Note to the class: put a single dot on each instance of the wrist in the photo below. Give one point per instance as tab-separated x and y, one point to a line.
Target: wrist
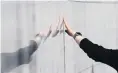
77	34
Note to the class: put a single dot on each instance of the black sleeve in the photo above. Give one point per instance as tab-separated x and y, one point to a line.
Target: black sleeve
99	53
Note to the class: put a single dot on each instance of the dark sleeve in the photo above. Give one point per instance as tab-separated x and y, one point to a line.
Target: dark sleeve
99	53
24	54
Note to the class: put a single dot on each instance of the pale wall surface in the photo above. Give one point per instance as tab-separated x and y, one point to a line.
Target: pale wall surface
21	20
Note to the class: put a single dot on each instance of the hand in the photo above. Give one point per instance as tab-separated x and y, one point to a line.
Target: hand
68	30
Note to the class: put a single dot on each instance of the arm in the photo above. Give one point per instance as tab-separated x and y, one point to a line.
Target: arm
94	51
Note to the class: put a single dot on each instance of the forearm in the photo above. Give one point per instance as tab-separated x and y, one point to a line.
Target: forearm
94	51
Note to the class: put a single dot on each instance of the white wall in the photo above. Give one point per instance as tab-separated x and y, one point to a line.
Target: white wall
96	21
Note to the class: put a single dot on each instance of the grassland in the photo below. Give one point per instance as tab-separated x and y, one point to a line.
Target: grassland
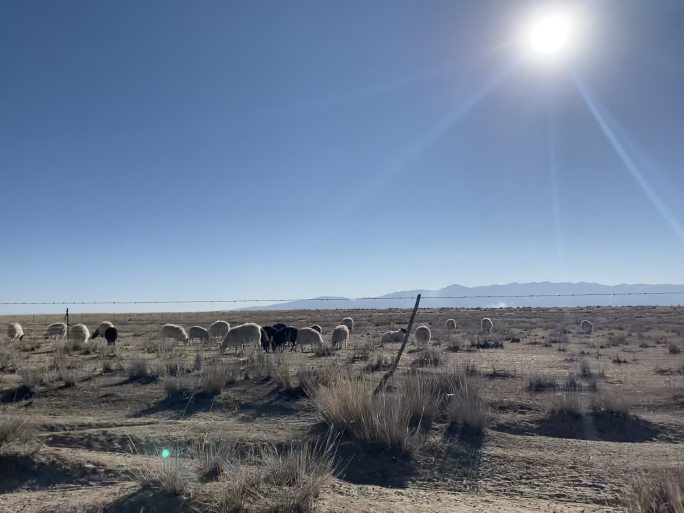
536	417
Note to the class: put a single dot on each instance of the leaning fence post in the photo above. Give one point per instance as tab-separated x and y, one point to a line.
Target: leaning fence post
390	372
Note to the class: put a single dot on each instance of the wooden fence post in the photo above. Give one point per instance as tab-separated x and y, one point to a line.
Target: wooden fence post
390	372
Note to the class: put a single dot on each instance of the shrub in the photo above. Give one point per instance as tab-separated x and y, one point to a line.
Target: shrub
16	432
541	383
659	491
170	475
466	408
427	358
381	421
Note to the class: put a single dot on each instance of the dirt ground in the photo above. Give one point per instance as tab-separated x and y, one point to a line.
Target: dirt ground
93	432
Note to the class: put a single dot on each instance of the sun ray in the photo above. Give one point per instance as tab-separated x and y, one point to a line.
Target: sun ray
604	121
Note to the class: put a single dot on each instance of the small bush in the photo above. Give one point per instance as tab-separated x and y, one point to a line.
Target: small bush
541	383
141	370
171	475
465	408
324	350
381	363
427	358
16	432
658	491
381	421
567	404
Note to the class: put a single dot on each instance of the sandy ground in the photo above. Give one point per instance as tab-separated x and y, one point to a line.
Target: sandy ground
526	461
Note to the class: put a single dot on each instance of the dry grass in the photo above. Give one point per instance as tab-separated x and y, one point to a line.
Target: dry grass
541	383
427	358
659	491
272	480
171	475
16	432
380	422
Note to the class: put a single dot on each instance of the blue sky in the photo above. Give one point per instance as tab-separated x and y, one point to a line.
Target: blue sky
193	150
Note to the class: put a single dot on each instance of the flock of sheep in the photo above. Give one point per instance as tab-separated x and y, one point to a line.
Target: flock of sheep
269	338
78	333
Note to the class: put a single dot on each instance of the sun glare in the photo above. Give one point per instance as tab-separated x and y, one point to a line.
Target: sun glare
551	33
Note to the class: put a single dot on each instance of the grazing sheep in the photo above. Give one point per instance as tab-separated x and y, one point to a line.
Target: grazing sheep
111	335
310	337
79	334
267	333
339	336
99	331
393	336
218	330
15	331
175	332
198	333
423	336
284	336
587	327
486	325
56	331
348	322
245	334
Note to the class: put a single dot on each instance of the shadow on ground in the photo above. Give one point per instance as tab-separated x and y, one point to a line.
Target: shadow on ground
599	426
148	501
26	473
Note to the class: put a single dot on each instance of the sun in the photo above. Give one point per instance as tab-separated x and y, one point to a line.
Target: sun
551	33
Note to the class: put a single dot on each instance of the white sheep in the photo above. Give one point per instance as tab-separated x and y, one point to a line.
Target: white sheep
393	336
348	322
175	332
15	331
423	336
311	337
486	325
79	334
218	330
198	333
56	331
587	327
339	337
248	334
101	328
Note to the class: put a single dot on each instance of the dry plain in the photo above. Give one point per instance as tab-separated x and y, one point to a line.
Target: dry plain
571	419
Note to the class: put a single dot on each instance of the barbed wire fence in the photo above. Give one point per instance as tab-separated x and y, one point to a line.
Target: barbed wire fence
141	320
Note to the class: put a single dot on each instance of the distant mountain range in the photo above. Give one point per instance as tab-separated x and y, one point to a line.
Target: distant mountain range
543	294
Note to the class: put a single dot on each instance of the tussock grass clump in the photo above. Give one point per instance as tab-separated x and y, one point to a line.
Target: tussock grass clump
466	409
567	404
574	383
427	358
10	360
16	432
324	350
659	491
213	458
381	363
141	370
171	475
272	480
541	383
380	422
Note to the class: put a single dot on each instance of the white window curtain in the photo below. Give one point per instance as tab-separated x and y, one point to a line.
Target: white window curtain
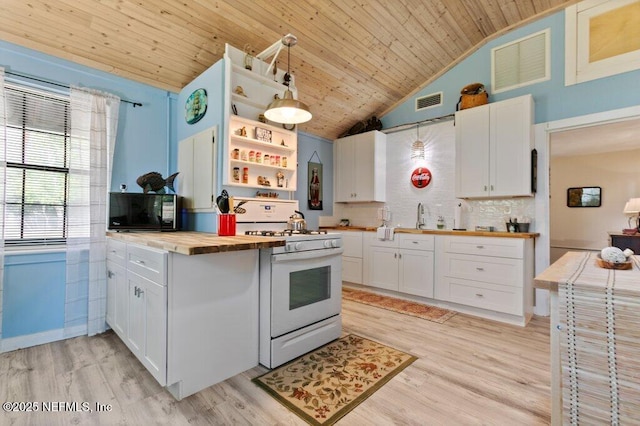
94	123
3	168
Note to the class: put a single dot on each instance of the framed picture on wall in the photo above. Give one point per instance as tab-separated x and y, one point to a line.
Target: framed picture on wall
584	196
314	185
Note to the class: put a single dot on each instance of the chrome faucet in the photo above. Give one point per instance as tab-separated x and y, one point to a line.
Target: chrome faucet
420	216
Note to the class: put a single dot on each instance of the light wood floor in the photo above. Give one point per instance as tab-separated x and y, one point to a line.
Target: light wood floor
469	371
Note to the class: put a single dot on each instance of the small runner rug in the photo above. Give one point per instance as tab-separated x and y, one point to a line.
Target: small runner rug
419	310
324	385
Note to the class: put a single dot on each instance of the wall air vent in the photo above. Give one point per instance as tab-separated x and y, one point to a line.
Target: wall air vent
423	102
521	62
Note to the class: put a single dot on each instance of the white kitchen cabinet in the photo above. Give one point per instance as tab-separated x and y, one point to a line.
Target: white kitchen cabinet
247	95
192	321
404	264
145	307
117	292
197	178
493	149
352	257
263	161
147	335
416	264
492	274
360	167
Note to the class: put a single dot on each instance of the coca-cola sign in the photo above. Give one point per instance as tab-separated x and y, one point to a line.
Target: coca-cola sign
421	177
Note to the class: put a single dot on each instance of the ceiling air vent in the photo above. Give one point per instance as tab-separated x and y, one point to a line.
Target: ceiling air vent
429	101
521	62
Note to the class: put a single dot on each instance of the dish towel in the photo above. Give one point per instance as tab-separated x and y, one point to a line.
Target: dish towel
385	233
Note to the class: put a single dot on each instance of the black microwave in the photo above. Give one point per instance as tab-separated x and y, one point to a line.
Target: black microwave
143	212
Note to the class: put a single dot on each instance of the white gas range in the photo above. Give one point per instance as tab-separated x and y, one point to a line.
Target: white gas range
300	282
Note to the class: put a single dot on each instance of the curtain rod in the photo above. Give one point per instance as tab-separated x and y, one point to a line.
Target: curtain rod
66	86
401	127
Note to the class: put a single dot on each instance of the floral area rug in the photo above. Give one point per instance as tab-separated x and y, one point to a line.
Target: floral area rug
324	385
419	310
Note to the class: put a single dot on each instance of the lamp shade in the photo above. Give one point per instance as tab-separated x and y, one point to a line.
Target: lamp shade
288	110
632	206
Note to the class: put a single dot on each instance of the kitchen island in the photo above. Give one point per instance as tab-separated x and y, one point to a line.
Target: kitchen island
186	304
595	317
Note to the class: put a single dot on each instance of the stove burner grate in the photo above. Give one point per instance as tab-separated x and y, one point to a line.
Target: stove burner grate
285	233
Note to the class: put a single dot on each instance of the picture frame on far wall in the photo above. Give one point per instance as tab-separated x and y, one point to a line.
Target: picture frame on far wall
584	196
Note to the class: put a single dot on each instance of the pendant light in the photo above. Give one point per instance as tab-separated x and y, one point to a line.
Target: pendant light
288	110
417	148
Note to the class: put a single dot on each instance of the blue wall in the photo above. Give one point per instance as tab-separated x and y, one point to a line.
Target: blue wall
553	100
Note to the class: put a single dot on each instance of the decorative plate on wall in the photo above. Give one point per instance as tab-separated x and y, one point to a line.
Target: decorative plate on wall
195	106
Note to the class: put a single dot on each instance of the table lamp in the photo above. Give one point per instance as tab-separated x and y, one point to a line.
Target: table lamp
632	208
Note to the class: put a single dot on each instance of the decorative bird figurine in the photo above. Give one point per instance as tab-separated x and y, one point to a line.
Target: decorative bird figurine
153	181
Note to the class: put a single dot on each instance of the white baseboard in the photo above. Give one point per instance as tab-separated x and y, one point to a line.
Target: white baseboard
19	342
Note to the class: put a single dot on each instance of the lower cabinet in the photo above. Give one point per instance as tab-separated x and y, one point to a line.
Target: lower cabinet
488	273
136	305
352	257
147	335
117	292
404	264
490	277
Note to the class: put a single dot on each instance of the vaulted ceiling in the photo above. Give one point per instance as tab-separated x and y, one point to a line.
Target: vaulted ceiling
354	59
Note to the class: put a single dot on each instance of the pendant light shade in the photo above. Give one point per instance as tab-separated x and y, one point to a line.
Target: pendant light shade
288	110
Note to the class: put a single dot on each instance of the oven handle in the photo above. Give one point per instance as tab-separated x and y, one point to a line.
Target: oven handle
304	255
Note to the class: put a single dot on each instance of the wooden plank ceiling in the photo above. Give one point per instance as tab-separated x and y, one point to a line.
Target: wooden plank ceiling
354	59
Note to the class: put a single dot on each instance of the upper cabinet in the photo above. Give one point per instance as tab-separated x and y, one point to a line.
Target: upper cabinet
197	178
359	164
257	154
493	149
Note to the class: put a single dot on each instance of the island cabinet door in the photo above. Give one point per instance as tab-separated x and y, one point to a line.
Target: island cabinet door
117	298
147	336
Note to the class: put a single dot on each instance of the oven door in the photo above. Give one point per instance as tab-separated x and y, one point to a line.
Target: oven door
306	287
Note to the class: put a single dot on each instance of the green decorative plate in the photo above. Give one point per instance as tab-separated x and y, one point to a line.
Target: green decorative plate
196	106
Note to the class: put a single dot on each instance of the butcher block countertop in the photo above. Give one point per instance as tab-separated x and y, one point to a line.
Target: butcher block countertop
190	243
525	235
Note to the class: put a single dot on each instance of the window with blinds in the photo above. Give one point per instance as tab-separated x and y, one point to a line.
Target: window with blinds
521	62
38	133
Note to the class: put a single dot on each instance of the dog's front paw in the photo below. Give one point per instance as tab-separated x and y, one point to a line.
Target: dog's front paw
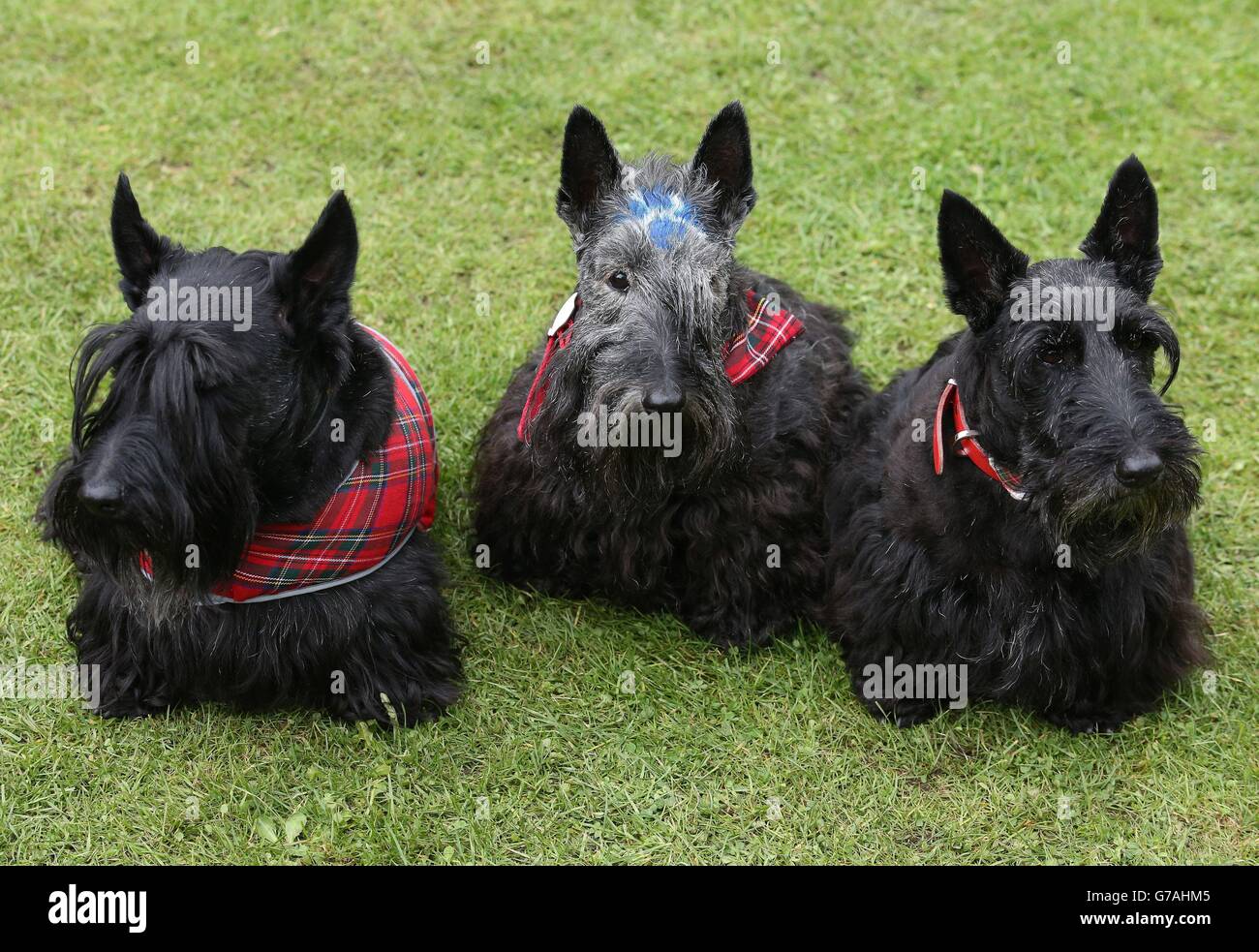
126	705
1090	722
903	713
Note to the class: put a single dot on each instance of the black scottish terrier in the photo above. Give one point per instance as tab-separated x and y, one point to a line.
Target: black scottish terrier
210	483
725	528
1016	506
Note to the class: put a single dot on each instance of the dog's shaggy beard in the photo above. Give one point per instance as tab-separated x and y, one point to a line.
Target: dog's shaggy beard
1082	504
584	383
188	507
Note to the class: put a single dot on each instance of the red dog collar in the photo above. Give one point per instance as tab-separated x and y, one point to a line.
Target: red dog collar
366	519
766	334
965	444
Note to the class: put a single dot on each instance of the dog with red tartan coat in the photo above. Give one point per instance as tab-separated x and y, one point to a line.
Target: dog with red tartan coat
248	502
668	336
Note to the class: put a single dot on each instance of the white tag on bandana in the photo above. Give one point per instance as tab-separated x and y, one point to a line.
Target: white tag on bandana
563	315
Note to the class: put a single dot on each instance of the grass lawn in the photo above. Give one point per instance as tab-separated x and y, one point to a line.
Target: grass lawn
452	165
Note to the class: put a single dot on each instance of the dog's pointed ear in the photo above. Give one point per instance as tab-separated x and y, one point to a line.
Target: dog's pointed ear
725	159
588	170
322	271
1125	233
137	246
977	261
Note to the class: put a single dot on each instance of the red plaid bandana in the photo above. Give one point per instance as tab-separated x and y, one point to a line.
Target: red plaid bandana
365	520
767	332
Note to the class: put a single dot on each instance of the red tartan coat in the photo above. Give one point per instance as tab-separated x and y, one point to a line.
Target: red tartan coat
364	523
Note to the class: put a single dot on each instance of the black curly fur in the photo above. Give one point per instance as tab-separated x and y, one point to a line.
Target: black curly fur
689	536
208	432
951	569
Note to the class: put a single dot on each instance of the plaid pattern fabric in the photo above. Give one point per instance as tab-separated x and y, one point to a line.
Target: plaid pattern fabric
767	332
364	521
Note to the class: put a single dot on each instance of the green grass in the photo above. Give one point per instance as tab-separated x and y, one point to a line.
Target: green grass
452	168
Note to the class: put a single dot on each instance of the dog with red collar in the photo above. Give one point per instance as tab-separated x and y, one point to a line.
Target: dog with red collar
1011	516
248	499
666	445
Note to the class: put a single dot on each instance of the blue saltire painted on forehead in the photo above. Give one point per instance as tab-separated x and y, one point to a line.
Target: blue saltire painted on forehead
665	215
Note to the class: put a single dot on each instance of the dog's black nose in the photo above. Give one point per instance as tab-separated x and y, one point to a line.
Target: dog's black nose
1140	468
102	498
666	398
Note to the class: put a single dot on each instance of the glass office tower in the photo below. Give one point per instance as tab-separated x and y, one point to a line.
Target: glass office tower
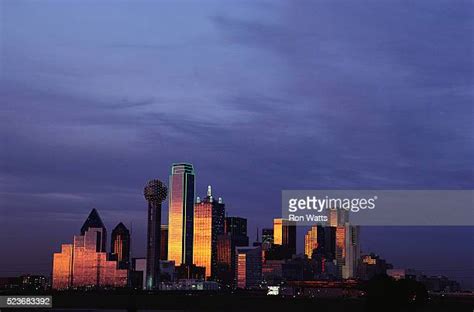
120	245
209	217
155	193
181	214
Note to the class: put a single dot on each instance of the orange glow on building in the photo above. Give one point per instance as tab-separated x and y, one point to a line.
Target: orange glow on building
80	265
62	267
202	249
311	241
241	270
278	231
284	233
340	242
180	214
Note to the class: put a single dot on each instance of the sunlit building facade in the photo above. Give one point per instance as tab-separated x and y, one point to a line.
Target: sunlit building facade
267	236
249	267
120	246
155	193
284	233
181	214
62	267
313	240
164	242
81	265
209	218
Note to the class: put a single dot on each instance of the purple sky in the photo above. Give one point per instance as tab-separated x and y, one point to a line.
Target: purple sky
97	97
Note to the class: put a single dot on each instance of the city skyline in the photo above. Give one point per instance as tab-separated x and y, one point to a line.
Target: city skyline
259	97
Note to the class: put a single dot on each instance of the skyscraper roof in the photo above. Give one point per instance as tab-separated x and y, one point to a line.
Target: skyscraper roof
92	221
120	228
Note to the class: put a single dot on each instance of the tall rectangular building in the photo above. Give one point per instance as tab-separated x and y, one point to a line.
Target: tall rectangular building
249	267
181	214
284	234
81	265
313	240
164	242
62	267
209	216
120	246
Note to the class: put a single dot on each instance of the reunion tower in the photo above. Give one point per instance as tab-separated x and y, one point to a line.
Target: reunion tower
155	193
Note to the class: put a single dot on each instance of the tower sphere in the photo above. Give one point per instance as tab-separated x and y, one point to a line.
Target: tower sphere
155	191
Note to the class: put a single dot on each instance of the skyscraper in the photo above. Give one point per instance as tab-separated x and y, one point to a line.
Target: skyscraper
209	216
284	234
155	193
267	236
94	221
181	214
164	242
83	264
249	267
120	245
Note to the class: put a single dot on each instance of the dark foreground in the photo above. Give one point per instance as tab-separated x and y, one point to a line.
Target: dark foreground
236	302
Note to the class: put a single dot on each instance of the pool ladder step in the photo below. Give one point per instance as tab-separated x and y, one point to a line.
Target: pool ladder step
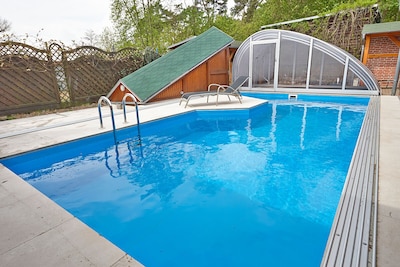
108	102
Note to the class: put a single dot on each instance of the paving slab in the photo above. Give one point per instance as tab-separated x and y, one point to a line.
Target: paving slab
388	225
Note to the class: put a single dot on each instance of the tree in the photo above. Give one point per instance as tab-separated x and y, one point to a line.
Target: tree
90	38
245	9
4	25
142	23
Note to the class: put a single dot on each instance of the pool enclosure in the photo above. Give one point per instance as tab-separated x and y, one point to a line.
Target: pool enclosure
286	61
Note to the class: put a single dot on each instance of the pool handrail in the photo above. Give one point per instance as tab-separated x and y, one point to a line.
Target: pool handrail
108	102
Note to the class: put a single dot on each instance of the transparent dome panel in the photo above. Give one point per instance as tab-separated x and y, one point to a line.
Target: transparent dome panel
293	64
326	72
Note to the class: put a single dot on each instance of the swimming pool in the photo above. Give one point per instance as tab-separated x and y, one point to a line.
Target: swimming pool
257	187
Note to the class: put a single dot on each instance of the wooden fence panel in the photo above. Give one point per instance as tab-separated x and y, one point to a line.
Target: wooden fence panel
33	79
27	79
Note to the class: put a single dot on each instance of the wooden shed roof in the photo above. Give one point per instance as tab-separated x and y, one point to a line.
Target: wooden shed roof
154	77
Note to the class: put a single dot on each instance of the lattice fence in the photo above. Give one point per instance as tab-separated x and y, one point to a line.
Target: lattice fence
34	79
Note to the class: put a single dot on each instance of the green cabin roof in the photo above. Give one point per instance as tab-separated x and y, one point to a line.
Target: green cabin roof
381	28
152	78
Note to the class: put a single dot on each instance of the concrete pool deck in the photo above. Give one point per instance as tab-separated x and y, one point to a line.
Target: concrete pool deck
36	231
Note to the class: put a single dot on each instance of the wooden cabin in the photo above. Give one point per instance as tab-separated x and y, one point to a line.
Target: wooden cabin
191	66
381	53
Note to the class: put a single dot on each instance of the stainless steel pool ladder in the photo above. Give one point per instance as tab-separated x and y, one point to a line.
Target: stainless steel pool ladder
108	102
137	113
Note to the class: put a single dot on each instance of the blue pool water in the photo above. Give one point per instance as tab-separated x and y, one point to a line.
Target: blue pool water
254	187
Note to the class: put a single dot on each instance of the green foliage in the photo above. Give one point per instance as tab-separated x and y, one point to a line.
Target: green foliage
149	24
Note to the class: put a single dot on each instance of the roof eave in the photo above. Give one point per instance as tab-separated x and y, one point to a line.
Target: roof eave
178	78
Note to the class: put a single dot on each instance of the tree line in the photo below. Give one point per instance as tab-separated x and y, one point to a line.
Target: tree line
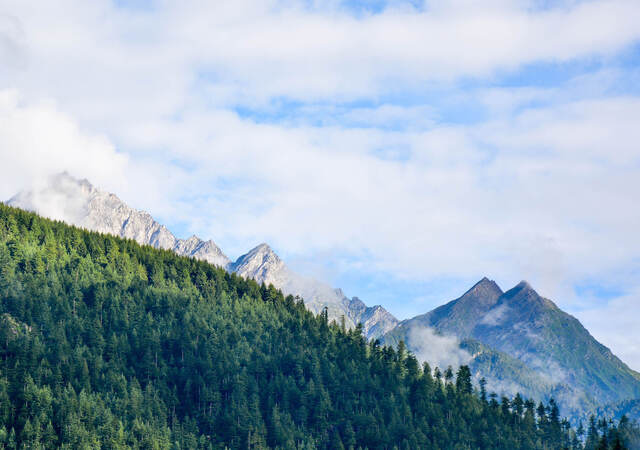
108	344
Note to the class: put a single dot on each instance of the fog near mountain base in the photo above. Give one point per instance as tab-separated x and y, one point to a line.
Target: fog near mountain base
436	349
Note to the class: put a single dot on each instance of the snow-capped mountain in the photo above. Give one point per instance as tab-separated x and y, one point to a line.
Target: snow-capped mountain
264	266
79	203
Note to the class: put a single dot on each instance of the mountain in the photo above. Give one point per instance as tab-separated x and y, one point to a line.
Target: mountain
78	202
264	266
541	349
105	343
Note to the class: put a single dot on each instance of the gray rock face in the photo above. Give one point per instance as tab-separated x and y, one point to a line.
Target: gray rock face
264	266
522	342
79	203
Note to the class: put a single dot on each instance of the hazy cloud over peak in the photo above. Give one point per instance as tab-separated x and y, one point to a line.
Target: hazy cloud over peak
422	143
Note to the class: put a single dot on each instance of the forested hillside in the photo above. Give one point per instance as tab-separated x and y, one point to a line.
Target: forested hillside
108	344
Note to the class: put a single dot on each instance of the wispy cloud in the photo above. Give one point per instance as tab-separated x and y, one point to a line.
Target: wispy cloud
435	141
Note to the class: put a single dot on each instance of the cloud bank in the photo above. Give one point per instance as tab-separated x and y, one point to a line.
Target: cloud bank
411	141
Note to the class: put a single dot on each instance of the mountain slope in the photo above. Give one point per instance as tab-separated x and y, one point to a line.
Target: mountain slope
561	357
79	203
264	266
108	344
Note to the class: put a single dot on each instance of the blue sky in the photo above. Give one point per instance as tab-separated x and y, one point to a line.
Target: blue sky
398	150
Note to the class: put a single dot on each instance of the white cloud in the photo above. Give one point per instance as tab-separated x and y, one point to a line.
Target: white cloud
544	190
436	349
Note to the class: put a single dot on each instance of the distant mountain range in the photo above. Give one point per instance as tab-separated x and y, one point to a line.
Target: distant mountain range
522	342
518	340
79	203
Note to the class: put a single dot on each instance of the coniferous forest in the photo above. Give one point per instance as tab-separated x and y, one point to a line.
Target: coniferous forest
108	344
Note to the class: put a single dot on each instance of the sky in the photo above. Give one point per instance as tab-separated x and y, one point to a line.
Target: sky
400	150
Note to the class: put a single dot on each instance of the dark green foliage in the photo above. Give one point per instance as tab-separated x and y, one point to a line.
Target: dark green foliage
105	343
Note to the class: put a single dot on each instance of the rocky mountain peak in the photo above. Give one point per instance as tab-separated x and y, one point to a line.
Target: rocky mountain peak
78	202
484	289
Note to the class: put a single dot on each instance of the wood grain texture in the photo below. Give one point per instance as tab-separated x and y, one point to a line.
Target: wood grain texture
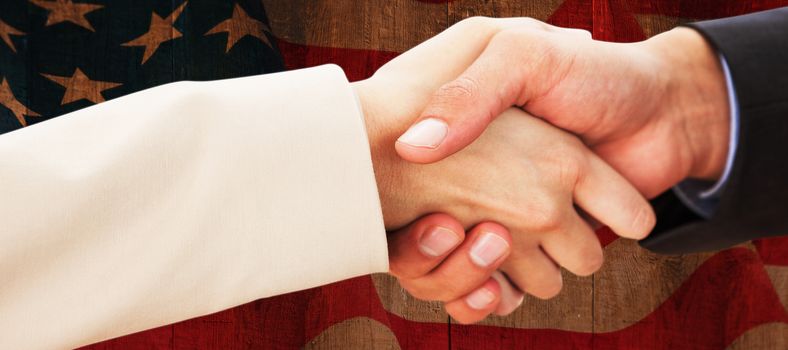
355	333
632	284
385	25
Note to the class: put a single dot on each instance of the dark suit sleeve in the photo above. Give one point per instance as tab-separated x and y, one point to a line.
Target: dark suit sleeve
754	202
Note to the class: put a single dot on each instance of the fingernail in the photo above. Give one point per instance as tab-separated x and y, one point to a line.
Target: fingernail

__SET EXERCISE__
Take the line containing "the white cloud" and all lines after it to the end of the data above, and reproduce them exactly, leaving out pictures. Nothing else belongs in the copy.

__SOLUTION TO THIS EXERCISE__
Note to the class: put a single dot on each instance of the white cloud in the photo above. Give one point per instance as tab-separated x and y, one point to a line.
Target: white cloud
544	190
436	349
Note to the class: put a single dot on each instance of the distant mountain range in the photo above. Give one point per instance as tab-separated x and y, one point to a line.
Target: distant mountain range
522	342
518	340
79	203
Note to the class: put a single dot on each instance of the coniferous forest in the photo above. Give one point per instance as tab-separated x and y, one point to a line.
Target: coniferous forest
108	344
Note to the class: put a single dot on each instance of the sky in the photo above. Give one point per instance as tab-separated x and y, one point to a line.
Target: sky
400	150
Note to the class: put a single dot on each instance of the dark green foliage in the photo above. Give one point per instance as tab-separated x and y, one point to a line.
Target: dark green foliage
105	343
Note to the class: put a single dot on each instance of the rocky mountain peak in the photo above. Give one point per instance as tab-separated x and y, one point to a line.
Target: rocky mountain peak
78	202
484	289
Note to the class: put a single dot on each instance of the wood grain texture in the photo below. Give one point per instance as tab-separated x and y, one point to a line.
Target: wood grain texture
355	333
632	284
385	25
Note to the class: put a single dot on each instance of the dark suit sleeve in the photo above. Give one point per instance as tab-separated x and y, one point to a line.
Target: dark suit sleeve
754	202
Note to the class: put a single dot on each instance of the fingernail in the photo above. Give one point per instance as tab-separated x and y, one point to a line.
Target: fingernail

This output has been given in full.